__DATASET ENTRIES__:
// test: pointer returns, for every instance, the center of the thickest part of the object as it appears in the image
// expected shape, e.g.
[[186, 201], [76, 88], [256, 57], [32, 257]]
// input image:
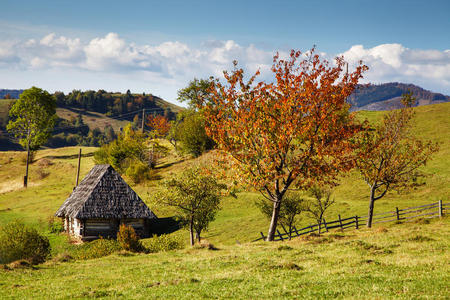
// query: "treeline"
[[75, 132], [366, 94], [10, 94], [111, 104]]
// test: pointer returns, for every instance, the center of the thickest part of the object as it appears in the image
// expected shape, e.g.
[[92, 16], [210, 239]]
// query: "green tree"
[[293, 205], [196, 197], [388, 156], [321, 202], [196, 93], [192, 134], [32, 118]]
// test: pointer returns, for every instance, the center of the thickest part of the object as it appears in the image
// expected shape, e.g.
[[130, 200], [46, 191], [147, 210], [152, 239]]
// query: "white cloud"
[[394, 62], [172, 64]]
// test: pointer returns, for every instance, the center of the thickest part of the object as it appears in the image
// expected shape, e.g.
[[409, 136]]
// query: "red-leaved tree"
[[293, 132]]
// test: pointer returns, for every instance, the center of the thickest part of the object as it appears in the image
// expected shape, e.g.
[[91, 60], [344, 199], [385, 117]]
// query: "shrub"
[[55, 225], [96, 249], [18, 241], [163, 243], [138, 171], [23, 157], [128, 239], [41, 174], [44, 162]]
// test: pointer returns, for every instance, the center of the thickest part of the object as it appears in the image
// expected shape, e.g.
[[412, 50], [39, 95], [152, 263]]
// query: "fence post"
[[325, 223], [262, 234], [279, 234], [288, 233]]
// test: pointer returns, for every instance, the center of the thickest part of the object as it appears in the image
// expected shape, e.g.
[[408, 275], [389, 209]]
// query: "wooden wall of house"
[[106, 228], [139, 226]]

__THE TASK__: Format the items as a numbered list, from their first line up to and including the line with "[[325, 223], [262, 234], [279, 234], [288, 233]]", leaving out blank lines and the pictures.

__TASK OUTPUT__:
1. // test: pointer returns, for every instance, the center of the thickest part of the object as it appears in the image
2. // expected shape, e.g.
3. [[186, 201], [76, 88], [256, 57], [32, 257]]
4. // input image:
5. // query: "treeline"
6. [[75, 132], [366, 94], [10, 94], [111, 104]]
7. // test: pointer returns, for every instance, the center of the thickest part of the object as it appears in the image
8. // expected shape, e.g.
9. [[92, 16], [210, 239]]
10. // query: "green tree"
11. [[293, 205], [196, 197], [388, 156], [321, 202], [196, 93], [192, 134], [32, 118]]
12. // test: pointer returns, for every instance, the center of the thickest part of the object as it appears in the image
13. // expected shape, e.g.
14. [[130, 200], [46, 191], [147, 210], [152, 239]]
15. // query: "white cloud"
16. [[394, 62], [172, 64]]
17. // test: pointer returns, for every instance, the center of the thickest part of the object as it appears in the image
18. // expected shape, e.g.
19. [[409, 136]]
20. // query: "red-leaved tree"
21. [[293, 132]]
22. // test: pointer returns, for every instance, the center of the thickest part of the object as it appears in the image
23. // expected shape, e.g.
24. [[91, 60], [344, 199], [385, 117]]
25. // query: "shrub"
26. [[55, 225], [96, 249], [18, 241], [163, 243], [138, 171], [23, 157], [128, 239], [41, 174], [44, 162]]
27. // test: pointer returns, for every instance, the center of the thickest part of the object as it appears in the image
28. // expected shape, e.g.
29. [[412, 50], [39, 95], [152, 263]]
30. // query: "fence post"
31. [[325, 223], [262, 234], [279, 234], [288, 233]]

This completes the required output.